Palmer, S. E., Schloss, K. B., & Sammartino, J. (2013). Visual aesthetics and human preference. Annual Review of Psychology, 64, 77–107. Link
I was told “you’re too thin”, “your thighs are too far apart”, “you’re too dark, you look like a cockroach”, “you’re lazy”, “you’re an idiot”. It started when I was five, this comparison to the ideal. I took all of these in; they grew inside me, bloomed and fermented with the years – these voices, these thoughts, these ideals. They are still, to this day, in the driver’s seat. They are the reason why I chase perfection, why I look up to the symmetrical face, the button nose, the Western ideal.
It manifested as a way of seeing and judging myself, becoming my judgement of what defines beauty. Whether the beauty of one’s body, face, eyes, hair, nose, projecting into the form of design, the symmetrical, the minimalist, the “less is more”. All ideals borrowed from the Western ideal of what beauty represents and what it doesn’t. And it still simmers, guiding my moves, shaping every choice I make.
Is this why I was never interested in the familiar, in the imperfect? Conversely, is this why I am drawn to fight for the marginalised, the different, the imperfect – while constantly keeping my judgement of myself in check, measuring who I am, how I am, against a Western-inspired ideal of perfection, of beauty?

◆ Recorded information ◆
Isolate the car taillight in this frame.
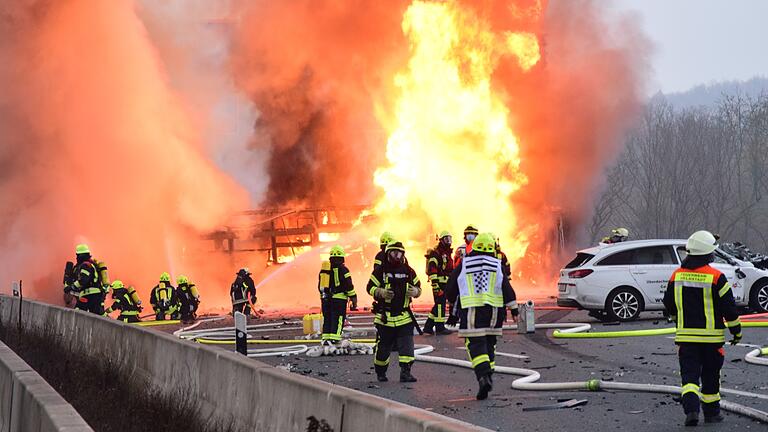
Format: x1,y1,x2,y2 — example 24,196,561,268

◆ Stated goal ◆
Copy the passage of the beauty-ideals essay from "It manifested as" to "choice I make.", swapping "simmers" for "lingers".

◆ Response ◆
It manifested as a way of seeing and judging myself, becoming my judgement of what defines beauty. Whether the beauty of one’s body, face, eyes, hair, nose, projecting into the form of design, the symmetrical, the minimalist, the “less is more”. All ideals borrowed from the Western ideal of what beauty represents and what it doesn’t. And it still lingers, guiding my moves, shaping every choice I make.